#### [Text for analysis]
In addition to being available in the docket, an electronic copy of this action is available on the internet. Following signature by the EPA Administrator, the EPA will post a copy of this proposed action at https://www.epa.gov/stationary-sources-air-pollution/acetal-resins-acrylic-modacrylic-fibers-carbon-black-hydrogen. Following publication in the Federal Register, the EPA will post the Federal Register version of the proposal and key technical documents at this same website. Information on the overall RTR program is available at https://www3.epa.gov/ttn/atw/rrisk/rtrpg.html.
A redline version of the regulatory language that incorporates the proposed changes in this action is available in the docket for this action (Docket ID No. EPA-HQ-OAR-2017-0357).
II. Background
A. What is the statutory authority for this action?

Dataset entries

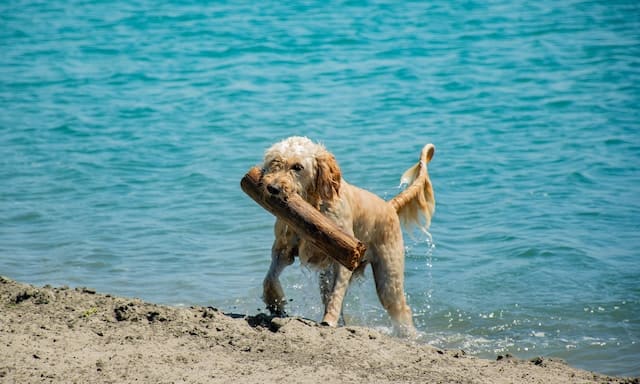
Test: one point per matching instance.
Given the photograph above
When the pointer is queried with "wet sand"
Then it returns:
(63, 335)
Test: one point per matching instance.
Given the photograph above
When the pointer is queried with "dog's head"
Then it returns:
(297, 165)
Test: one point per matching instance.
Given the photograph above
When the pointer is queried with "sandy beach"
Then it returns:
(64, 335)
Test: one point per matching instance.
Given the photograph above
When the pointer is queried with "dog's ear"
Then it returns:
(328, 176)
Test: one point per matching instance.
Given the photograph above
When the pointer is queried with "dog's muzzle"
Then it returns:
(272, 189)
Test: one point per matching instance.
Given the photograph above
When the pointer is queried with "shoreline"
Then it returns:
(66, 335)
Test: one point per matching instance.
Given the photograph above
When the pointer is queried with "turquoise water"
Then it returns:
(126, 127)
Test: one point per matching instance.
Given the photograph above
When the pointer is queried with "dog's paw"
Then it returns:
(276, 311)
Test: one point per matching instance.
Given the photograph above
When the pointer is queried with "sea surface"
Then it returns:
(126, 126)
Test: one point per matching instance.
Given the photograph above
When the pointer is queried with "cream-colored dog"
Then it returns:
(297, 165)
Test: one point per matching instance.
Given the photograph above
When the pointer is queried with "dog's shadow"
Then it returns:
(269, 321)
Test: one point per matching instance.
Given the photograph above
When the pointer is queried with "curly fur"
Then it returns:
(297, 165)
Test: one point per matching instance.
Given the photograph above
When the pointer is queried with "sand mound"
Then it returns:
(63, 335)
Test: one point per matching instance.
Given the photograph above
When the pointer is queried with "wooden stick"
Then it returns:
(307, 221)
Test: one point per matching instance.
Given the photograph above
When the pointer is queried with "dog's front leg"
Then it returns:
(334, 298)
(285, 248)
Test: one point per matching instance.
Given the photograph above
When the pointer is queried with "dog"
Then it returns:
(298, 165)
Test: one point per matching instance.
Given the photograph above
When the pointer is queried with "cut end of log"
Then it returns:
(307, 221)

#### [Aim of the exercise]
From the passage about where copies of this EPA action can be found, list every item the EPA says it will post at the web address beginning "https://www.epa.gov/stationary-sources-air-pollution/".

#### [Expected answer]
- A copy of this proposed action
- The Federal Register version of the proposal
- Key technical documents